■ Written task
What is needed is an exact repeat of the lines from the line containing "mark the man in orange" through the final line of the entries below, and nothing else.

■ Excerpts of location labeling data
=======

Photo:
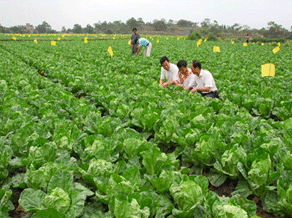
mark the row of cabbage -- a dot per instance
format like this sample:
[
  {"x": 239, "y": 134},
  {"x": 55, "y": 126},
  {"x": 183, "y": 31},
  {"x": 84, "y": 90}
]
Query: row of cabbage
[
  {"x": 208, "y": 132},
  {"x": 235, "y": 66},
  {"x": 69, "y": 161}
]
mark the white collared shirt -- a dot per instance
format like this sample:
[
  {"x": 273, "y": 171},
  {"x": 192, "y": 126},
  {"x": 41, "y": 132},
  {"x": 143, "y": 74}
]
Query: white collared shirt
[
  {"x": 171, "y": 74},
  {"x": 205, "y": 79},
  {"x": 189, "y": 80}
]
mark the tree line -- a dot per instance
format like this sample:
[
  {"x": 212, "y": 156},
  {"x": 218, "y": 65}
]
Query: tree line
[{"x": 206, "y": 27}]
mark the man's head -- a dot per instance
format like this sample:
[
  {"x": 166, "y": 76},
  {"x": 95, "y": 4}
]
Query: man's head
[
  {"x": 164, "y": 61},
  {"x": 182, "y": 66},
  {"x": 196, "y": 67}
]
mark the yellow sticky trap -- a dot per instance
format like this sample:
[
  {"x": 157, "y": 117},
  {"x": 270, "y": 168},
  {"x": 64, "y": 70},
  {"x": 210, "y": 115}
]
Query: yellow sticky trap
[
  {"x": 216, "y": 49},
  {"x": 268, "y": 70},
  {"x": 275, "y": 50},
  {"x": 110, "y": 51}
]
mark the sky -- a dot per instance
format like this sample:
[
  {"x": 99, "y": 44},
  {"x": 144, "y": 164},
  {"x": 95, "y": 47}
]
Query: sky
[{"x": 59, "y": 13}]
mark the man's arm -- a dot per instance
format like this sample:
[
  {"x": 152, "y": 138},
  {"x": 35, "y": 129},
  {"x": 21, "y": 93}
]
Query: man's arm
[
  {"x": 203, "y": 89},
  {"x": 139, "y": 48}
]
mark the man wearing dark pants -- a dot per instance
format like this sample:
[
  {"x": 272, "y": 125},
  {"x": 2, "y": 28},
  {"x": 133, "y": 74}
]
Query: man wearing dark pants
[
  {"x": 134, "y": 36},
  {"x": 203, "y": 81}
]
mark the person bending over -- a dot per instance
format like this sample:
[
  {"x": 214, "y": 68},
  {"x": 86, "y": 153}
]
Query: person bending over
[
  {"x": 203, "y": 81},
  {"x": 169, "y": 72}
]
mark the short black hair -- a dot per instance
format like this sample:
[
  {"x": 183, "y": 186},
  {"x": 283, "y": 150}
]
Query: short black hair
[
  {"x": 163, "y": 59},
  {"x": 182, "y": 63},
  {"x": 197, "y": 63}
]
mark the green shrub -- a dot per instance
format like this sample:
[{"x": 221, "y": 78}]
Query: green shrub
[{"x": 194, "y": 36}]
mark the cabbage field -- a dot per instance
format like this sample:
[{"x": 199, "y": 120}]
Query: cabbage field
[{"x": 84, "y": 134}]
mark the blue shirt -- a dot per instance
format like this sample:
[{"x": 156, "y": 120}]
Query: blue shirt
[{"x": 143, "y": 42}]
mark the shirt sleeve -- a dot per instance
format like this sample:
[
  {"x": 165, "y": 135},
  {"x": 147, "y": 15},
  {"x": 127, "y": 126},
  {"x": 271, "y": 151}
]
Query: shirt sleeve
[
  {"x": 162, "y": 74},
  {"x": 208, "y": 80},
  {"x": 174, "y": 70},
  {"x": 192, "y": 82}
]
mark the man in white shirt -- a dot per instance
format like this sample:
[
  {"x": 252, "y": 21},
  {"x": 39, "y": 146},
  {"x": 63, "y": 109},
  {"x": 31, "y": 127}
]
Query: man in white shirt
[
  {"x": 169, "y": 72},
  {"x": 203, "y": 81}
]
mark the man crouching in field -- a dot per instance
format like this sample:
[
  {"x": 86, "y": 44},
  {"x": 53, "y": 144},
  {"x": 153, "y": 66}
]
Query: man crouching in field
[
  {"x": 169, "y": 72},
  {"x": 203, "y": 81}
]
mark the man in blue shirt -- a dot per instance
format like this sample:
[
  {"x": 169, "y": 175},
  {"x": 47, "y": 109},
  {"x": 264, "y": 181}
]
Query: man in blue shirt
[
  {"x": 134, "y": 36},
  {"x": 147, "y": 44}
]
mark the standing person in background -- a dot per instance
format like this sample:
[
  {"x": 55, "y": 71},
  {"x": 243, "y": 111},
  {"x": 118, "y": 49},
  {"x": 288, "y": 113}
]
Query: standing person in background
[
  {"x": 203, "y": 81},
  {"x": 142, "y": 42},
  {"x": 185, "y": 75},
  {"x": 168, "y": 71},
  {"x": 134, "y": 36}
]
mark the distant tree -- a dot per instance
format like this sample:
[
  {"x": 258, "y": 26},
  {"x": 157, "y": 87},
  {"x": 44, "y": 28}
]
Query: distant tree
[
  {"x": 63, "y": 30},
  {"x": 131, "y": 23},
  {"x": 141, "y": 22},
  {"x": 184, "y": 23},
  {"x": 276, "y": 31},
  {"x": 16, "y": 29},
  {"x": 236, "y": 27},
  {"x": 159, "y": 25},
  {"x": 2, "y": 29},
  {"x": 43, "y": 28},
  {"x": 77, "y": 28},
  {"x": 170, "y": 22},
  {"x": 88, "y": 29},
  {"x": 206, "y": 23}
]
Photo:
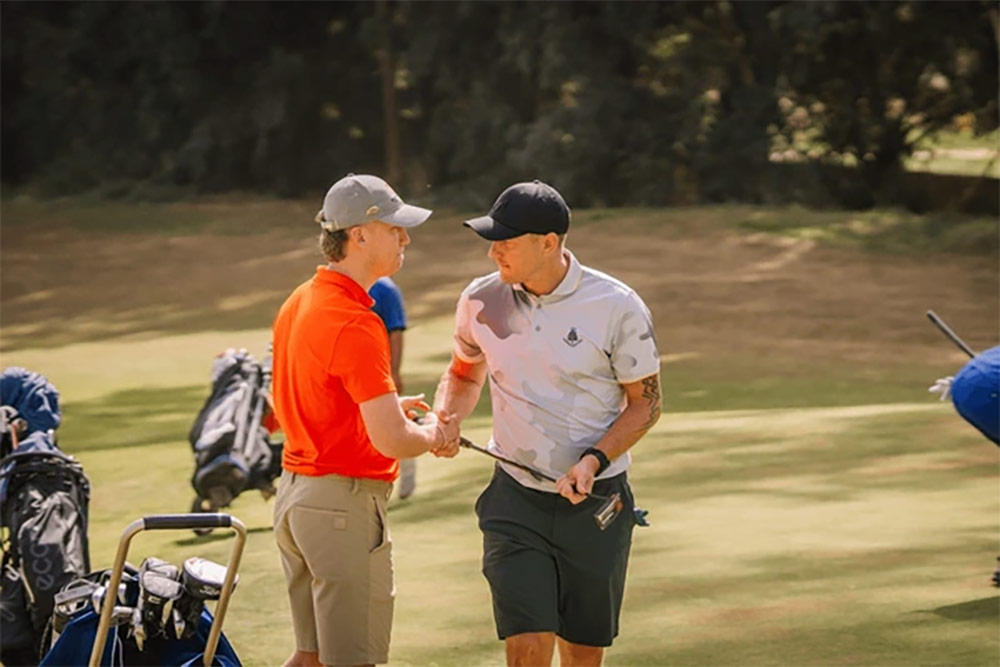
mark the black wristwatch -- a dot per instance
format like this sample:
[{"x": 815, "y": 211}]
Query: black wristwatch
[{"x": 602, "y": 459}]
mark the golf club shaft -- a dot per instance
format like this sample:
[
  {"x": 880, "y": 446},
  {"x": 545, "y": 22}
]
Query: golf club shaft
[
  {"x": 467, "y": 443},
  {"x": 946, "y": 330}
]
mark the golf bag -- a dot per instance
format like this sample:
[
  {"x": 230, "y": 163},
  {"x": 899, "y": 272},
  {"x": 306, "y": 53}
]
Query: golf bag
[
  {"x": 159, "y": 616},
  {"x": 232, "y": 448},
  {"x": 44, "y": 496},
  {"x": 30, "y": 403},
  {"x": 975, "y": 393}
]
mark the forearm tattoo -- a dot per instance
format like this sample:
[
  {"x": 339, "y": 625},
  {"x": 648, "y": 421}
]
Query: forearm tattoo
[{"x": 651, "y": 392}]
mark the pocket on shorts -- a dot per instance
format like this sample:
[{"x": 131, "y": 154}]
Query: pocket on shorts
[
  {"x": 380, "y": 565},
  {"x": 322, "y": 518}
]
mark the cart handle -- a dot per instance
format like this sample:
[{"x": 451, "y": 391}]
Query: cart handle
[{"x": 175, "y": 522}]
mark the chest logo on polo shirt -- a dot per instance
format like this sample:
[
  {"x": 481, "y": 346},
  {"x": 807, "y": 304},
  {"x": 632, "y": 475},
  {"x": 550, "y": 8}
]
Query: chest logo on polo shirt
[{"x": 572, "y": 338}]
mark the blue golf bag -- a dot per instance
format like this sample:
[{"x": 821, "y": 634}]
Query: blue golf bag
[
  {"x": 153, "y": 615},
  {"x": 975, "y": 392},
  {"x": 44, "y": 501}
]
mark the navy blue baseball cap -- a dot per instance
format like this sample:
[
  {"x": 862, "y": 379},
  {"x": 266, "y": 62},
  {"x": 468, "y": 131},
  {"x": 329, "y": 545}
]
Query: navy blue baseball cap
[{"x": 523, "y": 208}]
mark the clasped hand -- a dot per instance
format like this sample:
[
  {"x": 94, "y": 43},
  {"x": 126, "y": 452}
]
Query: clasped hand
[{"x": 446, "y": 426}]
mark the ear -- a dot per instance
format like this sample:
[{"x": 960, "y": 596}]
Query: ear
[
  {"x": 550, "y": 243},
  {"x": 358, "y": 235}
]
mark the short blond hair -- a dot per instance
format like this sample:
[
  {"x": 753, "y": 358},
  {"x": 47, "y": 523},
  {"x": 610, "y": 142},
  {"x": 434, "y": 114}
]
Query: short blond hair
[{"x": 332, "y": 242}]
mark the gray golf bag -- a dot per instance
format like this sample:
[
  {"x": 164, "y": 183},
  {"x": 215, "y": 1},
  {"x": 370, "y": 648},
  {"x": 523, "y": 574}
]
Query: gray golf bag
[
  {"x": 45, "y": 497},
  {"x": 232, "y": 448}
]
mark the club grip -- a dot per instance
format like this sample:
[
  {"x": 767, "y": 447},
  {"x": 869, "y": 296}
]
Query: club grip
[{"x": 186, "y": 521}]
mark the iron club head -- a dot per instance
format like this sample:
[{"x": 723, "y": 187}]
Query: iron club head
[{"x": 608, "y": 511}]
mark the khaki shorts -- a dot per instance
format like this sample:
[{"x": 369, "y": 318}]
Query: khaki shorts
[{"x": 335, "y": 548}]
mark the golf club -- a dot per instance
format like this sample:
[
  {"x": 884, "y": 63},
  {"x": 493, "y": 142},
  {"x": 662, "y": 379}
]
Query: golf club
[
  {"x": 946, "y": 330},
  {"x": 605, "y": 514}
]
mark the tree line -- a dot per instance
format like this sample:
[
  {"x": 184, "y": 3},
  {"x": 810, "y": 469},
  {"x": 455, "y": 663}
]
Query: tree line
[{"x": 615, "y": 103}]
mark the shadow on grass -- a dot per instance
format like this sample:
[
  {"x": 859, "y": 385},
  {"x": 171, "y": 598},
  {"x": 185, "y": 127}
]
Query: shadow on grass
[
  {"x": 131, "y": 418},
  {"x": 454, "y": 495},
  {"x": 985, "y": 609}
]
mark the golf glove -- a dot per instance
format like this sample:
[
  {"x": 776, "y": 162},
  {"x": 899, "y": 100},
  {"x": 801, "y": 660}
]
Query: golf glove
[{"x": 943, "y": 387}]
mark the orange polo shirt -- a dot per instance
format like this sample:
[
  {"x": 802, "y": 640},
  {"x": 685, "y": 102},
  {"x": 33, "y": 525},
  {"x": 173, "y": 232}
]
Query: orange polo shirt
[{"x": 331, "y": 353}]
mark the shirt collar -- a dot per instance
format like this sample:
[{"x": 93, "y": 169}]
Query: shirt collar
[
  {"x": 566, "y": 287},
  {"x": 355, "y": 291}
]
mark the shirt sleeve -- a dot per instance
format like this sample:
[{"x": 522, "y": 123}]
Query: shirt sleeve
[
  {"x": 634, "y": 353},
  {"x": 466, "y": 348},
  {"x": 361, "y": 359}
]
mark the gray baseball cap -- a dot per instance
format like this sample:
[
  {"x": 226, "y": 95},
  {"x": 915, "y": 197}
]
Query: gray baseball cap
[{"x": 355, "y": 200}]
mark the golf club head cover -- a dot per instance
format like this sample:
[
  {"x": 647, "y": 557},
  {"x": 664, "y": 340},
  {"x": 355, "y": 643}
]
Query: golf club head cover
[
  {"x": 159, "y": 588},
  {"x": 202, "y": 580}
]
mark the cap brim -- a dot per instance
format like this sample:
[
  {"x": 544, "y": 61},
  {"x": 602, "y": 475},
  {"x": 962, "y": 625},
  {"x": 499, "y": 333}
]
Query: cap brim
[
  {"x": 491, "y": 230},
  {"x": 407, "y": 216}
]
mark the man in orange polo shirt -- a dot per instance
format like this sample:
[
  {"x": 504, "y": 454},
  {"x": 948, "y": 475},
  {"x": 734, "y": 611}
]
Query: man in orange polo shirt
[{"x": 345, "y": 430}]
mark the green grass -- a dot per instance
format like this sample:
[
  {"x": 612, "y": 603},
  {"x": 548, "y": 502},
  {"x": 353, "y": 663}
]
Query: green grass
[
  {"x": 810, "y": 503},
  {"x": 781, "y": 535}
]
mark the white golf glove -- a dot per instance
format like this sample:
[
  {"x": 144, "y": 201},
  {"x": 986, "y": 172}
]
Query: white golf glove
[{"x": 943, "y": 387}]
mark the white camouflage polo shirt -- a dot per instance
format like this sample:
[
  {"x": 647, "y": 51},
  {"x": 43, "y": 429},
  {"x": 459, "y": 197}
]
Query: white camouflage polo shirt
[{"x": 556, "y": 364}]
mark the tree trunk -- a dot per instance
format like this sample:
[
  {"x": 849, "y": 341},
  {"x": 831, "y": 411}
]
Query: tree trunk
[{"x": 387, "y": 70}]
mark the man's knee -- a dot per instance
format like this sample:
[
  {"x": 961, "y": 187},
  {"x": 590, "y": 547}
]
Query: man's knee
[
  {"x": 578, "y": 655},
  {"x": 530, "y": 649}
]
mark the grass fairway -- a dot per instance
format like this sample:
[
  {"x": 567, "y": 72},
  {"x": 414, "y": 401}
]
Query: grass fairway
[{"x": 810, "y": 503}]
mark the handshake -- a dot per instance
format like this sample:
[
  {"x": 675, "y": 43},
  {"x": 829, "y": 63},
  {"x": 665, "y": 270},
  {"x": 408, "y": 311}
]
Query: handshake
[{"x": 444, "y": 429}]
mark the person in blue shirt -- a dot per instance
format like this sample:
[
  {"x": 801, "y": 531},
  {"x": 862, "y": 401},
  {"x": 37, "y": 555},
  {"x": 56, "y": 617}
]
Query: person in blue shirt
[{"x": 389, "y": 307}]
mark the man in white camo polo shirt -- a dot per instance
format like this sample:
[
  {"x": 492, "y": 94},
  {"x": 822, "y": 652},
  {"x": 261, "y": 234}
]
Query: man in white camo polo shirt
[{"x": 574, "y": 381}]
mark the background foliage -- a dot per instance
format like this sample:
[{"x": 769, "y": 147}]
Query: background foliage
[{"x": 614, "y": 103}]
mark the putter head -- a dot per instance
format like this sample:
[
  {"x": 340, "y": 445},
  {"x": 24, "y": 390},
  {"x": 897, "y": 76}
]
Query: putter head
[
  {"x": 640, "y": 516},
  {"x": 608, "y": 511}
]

=======

■ Reply to the exercise
mark the man in orange polo shirt -- a dot per instance
format like this sample:
[
  {"x": 504, "y": 454},
  {"x": 948, "y": 475},
  {"x": 734, "y": 611}
]
Query: man in orange polo shirt
[{"x": 345, "y": 430}]
mark the green grass -- a dot per instance
format like this sample:
[
  {"x": 612, "y": 603},
  {"x": 548, "y": 502},
  {"x": 353, "y": 663}
]
Query: green grass
[
  {"x": 810, "y": 503},
  {"x": 781, "y": 535}
]
mark the white golf glove -- a dot per instance
format like this sample:
[
  {"x": 144, "y": 201},
  {"x": 986, "y": 172}
]
Query: white golf glove
[{"x": 943, "y": 387}]
mark the white camouflage polo shirt -- a dot per instance
format like this sample:
[
  {"x": 647, "y": 51},
  {"x": 43, "y": 429},
  {"x": 459, "y": 197}
]
Query: white camouflage polo shirt
[{"x": 556, "y": 364}]
mark the tree trunk -- a dot per instance
format like this sample:
[
  {"x": 849, "y": 341},
  {"x": 831, "y": 411}
]
Query: tree trunk
[{"x": 387, "y": 70}]
mark the man's knee -- a dot per instance
format like this sample:
[
  {"x": 961, "y": 187},
  {"x": 590, "y": 547}
]
Query: man's knee
[
  {"x": 578, "y": 655},
  {"x": 530, "y": 649}
]
mark the grass fairway -- a dot per instance
format like this sample:
[
  {"x": 567, "y": 72},
  {"x": 414, "y": 401}
]
Query: grass fairway
[{"x": 810, "y": 503}]
mark the handshake -- a dot per instance
format like this sample:
[
  {"x": 675, "y": 43},
  {"x": 829, "y": 63},
  {"x": 665, "y": 270},
  {"x": 408, "y": 311}
]
Query: handshake
[{"x": 444, "y": 429}]
mark the person in blue shirt -- a dot per instance
format like this sample:
[
  {"x": 801, "y": 531},
  {"x": 862, "y": 401},
  {"x": 37, "y": 555},
  {"x": 56, "y": 617}
]
Query: person in blue shirt
[{"x": 389, "y": 307}]
mark the man in white camo polo shirt -- a dot per instance
format like this sample:
[
  {"x": 492, "y": 94},
  {"x": 822, "y": 652},
  {"x": 261, "y": 234}
]
Query: man in white camo polo shirt
[{"x": 574, "y": 381}]
mark the background foliage -- a dot per instance
format like this sample:
[{"x": 769, "y": 147}]
Query: background foliage
[{"x": 614, "y": 103}]
mark the putter head -- a dot per instance
format like this sample:
[
  {"x": 340, "y": 445},
  {"x": 24, "y": 390},
  {"x": 897, "y": 76}
]
Query: putter head
[
  {"x": 640, "y": 516},
  {"x": 608, "y": 511}
]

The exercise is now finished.